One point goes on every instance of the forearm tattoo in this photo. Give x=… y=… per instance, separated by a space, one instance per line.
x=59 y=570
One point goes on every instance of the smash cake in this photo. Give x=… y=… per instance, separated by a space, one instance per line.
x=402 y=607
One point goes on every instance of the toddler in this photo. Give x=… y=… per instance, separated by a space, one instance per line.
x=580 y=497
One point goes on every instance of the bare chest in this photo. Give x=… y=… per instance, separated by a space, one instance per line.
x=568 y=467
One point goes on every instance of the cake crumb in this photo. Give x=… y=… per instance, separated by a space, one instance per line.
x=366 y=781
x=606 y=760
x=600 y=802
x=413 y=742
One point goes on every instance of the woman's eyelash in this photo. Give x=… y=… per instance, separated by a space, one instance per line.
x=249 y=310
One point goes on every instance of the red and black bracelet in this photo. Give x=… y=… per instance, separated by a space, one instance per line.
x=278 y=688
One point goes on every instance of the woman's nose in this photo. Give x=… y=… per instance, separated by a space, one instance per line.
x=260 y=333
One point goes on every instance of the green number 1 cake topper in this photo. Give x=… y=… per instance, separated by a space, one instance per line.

◆ ◆ ◆

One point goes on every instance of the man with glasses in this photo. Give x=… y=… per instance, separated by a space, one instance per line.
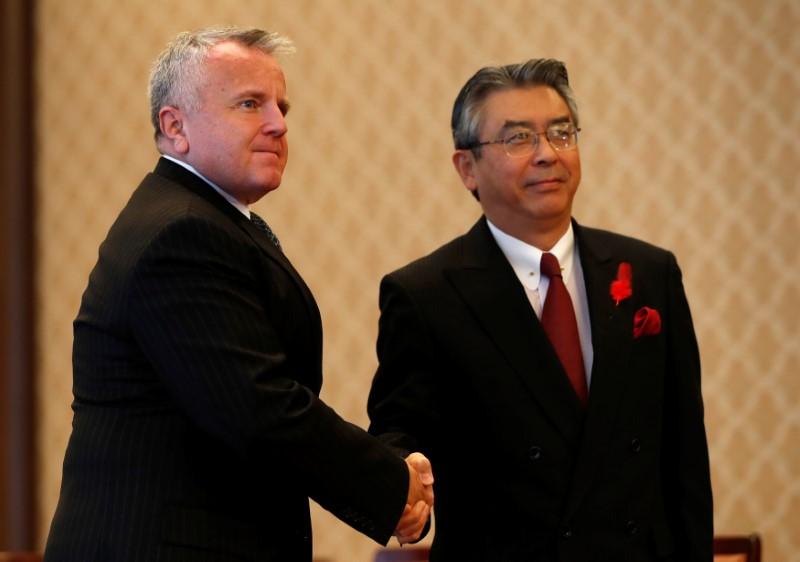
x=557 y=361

◆ ◆ ◆

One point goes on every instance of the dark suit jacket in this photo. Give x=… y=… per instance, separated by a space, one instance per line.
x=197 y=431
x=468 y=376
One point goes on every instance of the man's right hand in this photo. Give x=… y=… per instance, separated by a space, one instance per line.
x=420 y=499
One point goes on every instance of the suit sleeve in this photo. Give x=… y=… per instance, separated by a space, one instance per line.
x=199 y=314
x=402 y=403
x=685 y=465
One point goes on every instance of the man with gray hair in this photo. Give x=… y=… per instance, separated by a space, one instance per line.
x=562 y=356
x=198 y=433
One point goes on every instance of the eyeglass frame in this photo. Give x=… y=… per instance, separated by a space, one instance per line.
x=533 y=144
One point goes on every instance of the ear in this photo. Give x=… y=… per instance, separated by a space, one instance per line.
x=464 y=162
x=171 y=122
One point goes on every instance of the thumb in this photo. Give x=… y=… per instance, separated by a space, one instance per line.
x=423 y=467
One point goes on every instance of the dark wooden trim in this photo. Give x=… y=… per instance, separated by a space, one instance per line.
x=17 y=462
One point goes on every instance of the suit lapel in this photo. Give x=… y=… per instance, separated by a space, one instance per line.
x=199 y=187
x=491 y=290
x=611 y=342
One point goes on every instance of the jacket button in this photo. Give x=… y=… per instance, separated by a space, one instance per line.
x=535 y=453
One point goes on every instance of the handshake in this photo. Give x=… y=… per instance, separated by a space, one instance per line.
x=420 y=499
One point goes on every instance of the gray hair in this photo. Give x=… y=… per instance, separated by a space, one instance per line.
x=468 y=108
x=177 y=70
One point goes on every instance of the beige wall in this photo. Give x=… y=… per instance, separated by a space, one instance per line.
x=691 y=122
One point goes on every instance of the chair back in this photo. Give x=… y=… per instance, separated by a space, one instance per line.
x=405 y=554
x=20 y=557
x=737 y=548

◆ ◆ ◆

- Problem description
Reproduce, word for word and in full, only the lines above that start at the line with "One point goes on every instance of the cake" and run through the line with "One point goes on every instance of the green", both ends included.

- Exercise result
One point goes on every instance of the cake crumb in this photo. Give x=… y=… per instance, separated by a space, one instance per line.
x=366 y=781
x=606 y=760
x=600 y=802
x=413 y=742
One point goes on every instance of the woman's eyelash in this photo. Give x=… y=… per instance, separated by a space, one instance per line.
x=249 y=310
One point goes on every instance of the red and black bracelet in this photo. Give x=… y=… per instance, separated by a space, one instance per line.
x=278 y=688
One point goes on every instance of the woman's nose in this photo. Give x=… y=… per instance, separated by a space, one instance per line.
x=260 y=333
One point goes on every instance of the green number 1 cake topper in this photo. Give x=… y=… per instance, separated by a space, one instance per line.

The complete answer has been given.